GIVEN REQUEST 1: Find every line in the rows below that contains the string "crystal" and copy each one.
GIVEN REQUEST 2: Write what comes next in the passage about Ida of Wettin, picking up after its last sentence.

- Born: c. 1031
- Died: after 1061
- Noble family: House of Wettin
- Spouse: Spytihněv II, Duke of Bohemia
- Father: Theodoric II, Margrave of Lower Lusatia
- Mother: Matilda of Meissen

= Ida of Wettin =

11th-century Duchess of Bohemia

Ida of Wettin (Ida Wettinská, Ida von Wettin, also Hidda von Eilenburg; born c. 1031; died after 1061), a member of the Saxon House of Wettin, was Duchess consort of Bohemia from 1055 until 1061 by her marriage with Duke Spytihněv II.

==Life==
She was the younger daughter of Margrave Theodoric II of Lusatia and his wife Matilda, daughter of Margrave Eckard I of Meissen. Ida's father, former Count of Eilenburg, became Lusatian margrave in 1032 and was killed by the henchmen of his brother-in-law, Margrave Eckard II of Meissen on 19 November 1034.

DATA FOR THIS TASK:
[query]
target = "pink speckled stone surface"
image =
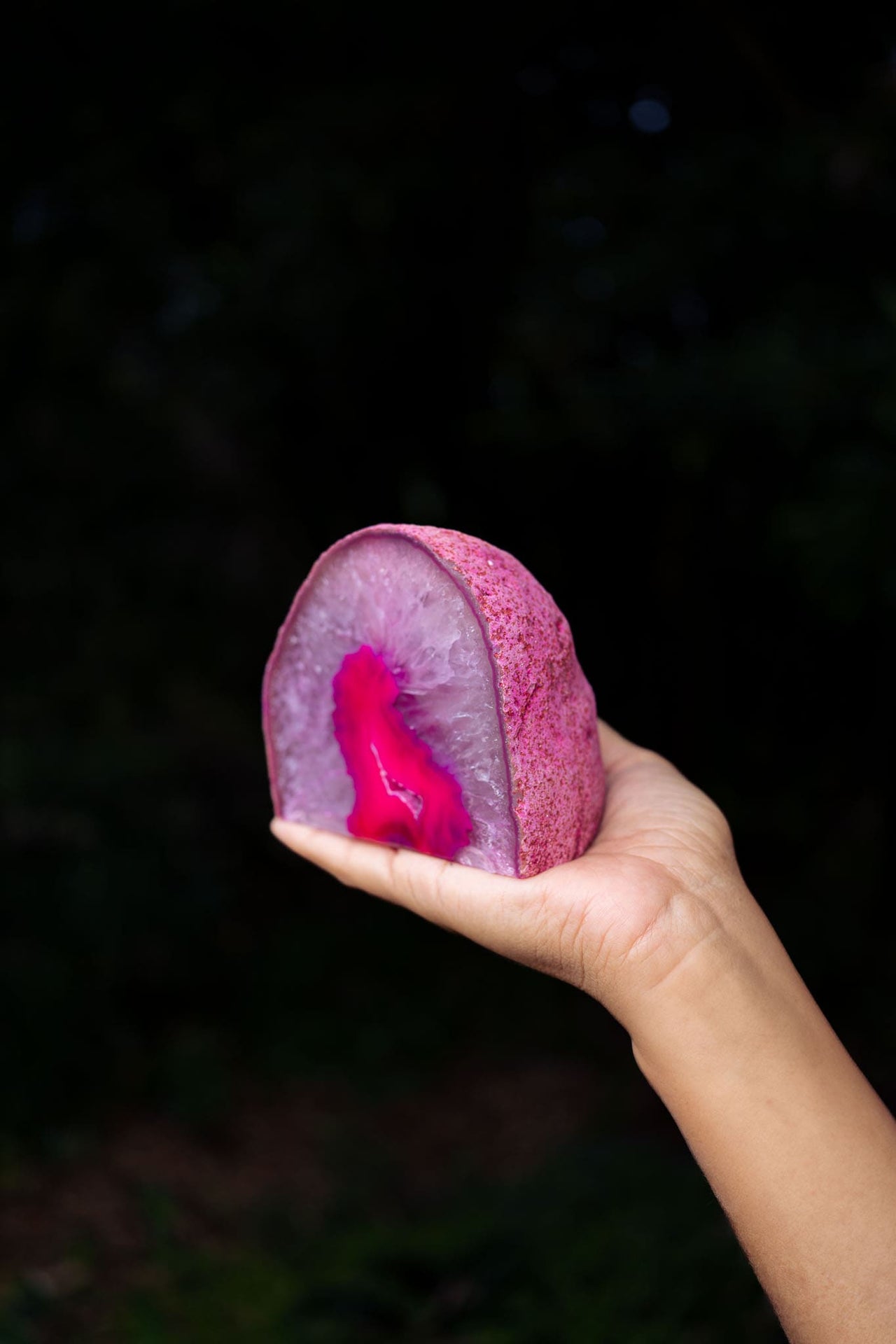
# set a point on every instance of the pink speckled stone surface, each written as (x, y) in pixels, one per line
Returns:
(546, 705)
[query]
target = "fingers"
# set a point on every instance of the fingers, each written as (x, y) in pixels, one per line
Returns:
(618, 752)
(453, 895)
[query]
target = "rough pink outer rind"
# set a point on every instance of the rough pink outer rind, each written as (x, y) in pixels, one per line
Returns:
(547, 707)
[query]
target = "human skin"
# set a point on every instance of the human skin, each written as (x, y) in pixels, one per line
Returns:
(656, 923)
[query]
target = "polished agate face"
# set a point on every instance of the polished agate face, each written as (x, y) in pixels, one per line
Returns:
(424, 691)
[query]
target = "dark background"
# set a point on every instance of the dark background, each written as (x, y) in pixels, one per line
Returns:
(614, 289)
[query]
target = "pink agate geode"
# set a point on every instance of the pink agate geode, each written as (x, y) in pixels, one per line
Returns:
(425, 691)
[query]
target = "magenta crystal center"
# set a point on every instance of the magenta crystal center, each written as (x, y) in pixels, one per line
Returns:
(400, 794)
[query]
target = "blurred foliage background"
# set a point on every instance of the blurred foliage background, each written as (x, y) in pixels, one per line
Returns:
(612, 288)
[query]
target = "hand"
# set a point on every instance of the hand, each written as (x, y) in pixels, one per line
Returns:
(657, 924)
(660, 878)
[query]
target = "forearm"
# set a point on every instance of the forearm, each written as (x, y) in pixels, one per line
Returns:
(794, 1142)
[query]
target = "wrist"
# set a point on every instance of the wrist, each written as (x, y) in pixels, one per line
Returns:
(732, 1004)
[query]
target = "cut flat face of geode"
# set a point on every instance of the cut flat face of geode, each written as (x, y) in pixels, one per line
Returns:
(425, 691)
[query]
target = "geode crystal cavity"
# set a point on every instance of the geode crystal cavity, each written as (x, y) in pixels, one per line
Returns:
(425, 691)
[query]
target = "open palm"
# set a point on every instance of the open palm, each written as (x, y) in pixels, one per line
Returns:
(617, 921)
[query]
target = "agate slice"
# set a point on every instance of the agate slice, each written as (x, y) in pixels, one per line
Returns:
(425, 691)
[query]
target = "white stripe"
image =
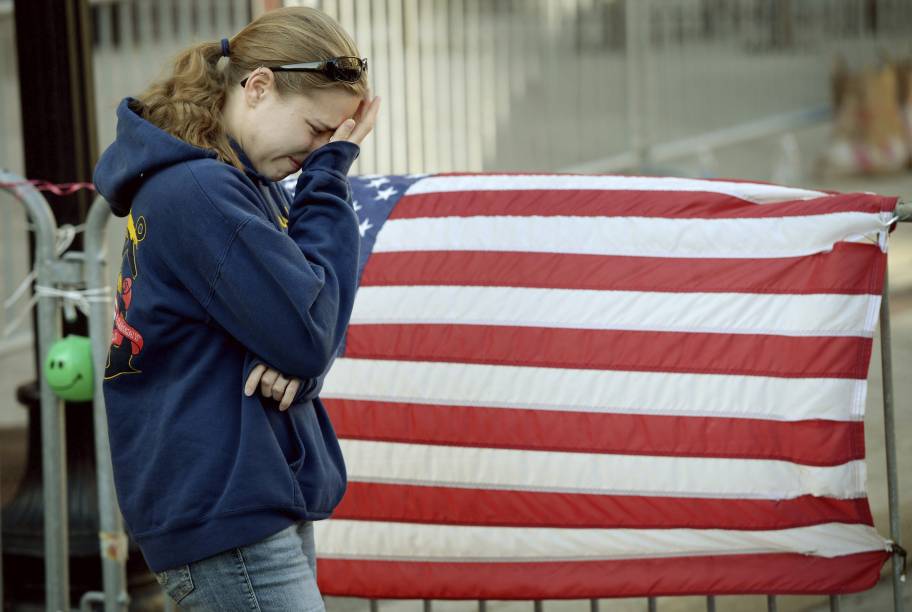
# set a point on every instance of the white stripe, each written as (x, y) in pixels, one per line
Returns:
(345, 539)
(632, 236)
(751, 192)
(551, 471)
(740, 313)
(654, 393)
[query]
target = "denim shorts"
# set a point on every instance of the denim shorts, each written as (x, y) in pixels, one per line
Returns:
(278, 573)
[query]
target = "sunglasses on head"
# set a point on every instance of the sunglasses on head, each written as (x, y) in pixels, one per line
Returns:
(346, 69)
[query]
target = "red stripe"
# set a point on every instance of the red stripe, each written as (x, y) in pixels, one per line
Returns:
(463, 506)
(849, 268)
(641, 351)
(811, 442)
(623, 203)
(709, 575)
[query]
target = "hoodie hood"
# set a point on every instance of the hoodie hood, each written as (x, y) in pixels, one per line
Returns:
(140, 150)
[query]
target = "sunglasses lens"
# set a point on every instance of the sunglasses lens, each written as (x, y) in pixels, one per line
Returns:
(347, 68)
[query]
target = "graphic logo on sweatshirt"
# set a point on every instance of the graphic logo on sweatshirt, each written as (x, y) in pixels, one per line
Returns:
(126, 341)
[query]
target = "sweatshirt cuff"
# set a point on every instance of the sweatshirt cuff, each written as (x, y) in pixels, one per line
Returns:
(338, 156)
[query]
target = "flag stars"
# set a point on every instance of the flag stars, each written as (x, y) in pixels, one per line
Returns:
(386, 194)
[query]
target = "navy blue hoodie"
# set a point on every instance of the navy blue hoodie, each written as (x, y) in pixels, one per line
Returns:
(221, 271)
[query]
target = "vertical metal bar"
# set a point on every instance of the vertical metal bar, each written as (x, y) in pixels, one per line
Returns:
(53, 460)
(367, 161)
(473, 87)
(444, 111)
(428, 101)
(413, 108)
(886, 360)
(457, 53)
(633, 11)
(53, 425)
(1, 527)
(384, 126)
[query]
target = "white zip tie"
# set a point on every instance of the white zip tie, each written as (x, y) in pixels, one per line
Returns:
(65, 236)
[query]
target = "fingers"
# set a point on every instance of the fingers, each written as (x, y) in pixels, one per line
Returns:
(273, 385)
(253, 379)
(267, 381)
(343, 132)
(290, 391)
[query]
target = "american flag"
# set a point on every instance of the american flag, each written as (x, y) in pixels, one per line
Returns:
(567, 386)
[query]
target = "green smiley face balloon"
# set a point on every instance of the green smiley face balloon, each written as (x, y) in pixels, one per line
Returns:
(68, 369)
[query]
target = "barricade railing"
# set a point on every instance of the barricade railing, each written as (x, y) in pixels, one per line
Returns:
(89, 269)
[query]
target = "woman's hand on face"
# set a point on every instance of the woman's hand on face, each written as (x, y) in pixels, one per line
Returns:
(272, 384)
(357, 128)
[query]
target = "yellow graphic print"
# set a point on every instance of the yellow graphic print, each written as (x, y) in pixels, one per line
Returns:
(126, 340)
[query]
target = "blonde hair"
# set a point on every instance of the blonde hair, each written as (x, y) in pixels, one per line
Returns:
(188, 104)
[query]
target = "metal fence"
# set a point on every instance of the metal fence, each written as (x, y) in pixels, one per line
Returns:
(516, 85)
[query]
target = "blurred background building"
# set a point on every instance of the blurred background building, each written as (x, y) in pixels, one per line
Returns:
(710, 88)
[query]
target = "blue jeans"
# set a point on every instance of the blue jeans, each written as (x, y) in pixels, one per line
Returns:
(278, 573)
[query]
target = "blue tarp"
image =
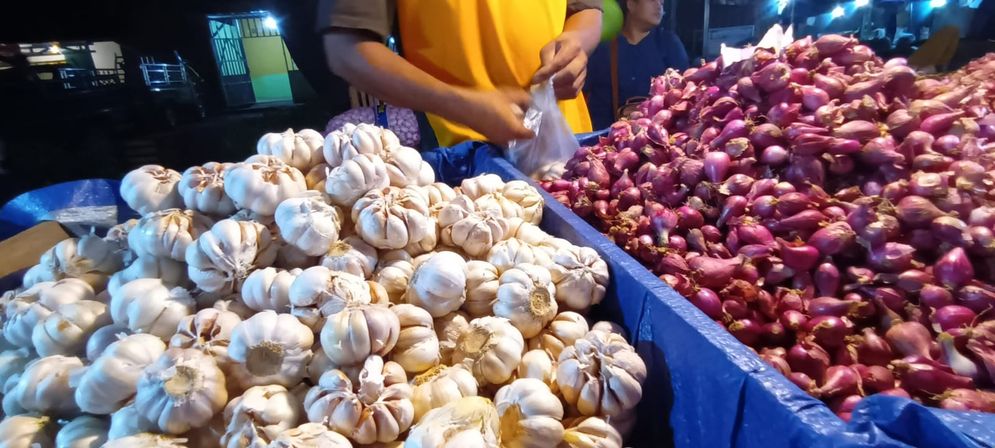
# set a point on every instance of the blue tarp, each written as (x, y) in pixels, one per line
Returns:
(704, 388)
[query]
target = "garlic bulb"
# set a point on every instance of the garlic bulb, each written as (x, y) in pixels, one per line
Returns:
(470, 422)
(27, 309)
(498, 204)
(260, 415)
(513, 251)
(12, 362)
(417, 348)
(316, 176)
(440, 385)
(349, 181)
(378, 409)
(448, 329)
(222, 257)
(112, 379)
(438, 284)
(394, 278)
(538, 364)
(103, 338)
(308, 223)
(358, 331)
(530, 414)
(406, 167)
(167, 233)
(85, 431)
(181, 390)
(66, 331)
(438, 193)
(147, 440)
(391, 218)
(273, 348)
(351, 254)
(525, 297)
(476, 187)
(301, 150)
(203, 189)
(147, 306)
(310, 435)
(491, 348)
(261, 184)
(127, 422)
(209, 330)
(527, 197)
(601, 374)
(27, 431)
(319, 292)
(581, 277)
(590, 432)
(172, 273)
(44, 386)
(352, 140)
(151, 188)
(269, 289)
(563, 331)
(481, 287)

OUTPUT 1:
target = "magenta crystal center"
# set a point on every instance of the magenta crystal center, each written as (x, y) in pixels, one per line
target = "geode crystal cavity"
# set a point on every instance of the geode crystal cavity, each written as (x, y) in pixels, one per line

OUTPUT 2:
Ida was married to the Přemyslid duke Spytihněv II of Bohemia and gave birth to two surviving children. Together with them she apparently was exiled from Bohemia after the death of her husband on 28 January 1061. Her daughter, whose name is not recorded, married a Saxon nobleman named Wichmann of Celle, whereas her son Svatobor (Frederick) became Patriarch of Aquileia in 1085, only to be murdered during a street disturbance in February 1086. She probably had another daughter, who became the first wife of Grand Prince Sviatopolk II of Kiev.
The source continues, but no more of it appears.